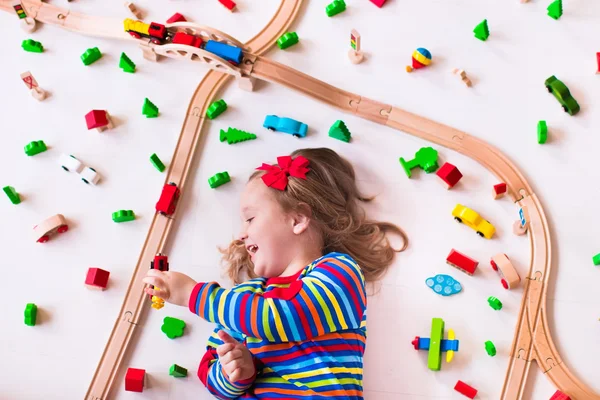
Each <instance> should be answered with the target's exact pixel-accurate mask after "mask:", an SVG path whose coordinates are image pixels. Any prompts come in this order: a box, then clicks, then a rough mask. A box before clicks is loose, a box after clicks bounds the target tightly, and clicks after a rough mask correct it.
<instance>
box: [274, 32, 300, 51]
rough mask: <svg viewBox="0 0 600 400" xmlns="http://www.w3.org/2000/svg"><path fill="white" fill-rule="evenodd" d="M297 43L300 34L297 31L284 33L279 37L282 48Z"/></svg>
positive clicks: (289, 46)
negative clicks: (299, 34)
mask: <svg viewBox="0 0 600 400" xmlns="http://www.w3.org/2000/svg"><path fill="white" fill-rule="evenodd" d="M297 43H298V34H297V33H296V32H288V33H284V34H283V35H281V37H280V38H279V39H277V46H279V48H280V49H281V50H285V49H287V48H288V47H292V46H293V45H295V44H297Z"/></svg>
::::::::
-- WORK TO BE COMPLETED --
Every line between the one holding "box: [274, 32, 300, 51]" and the end of the listing above, inclusive, must be transcribed exactly; omit all others.

-- SOLUTION TO THE EXERCISE --
box: [274, 32, 300, 51]
rough mask: <svg viewBox="0 0 600 400" xmlns="http://www.w3.org/2000/svg"><path fill="white" fill-rule="evenodd" d="M297 43L300 34L297 31L284 33L279 37L282 48Z"/></svg>
positive clicks: (289, 46)
negative clicks: (299, 34)
mask: <svg viewBox="0 0 600 400" xmlns="http://www.w3.org/2000/svg"><path fill="white" fill-rule="evenodd" d="M297 43H298V34H297V33H296V32H288V33H284V34H283V35H281V37H280V38H279V39H277V46H279V48H280V49H281V50H285V49H287V48H288V47H292V46H293V45H295V44H297Z"/></svg>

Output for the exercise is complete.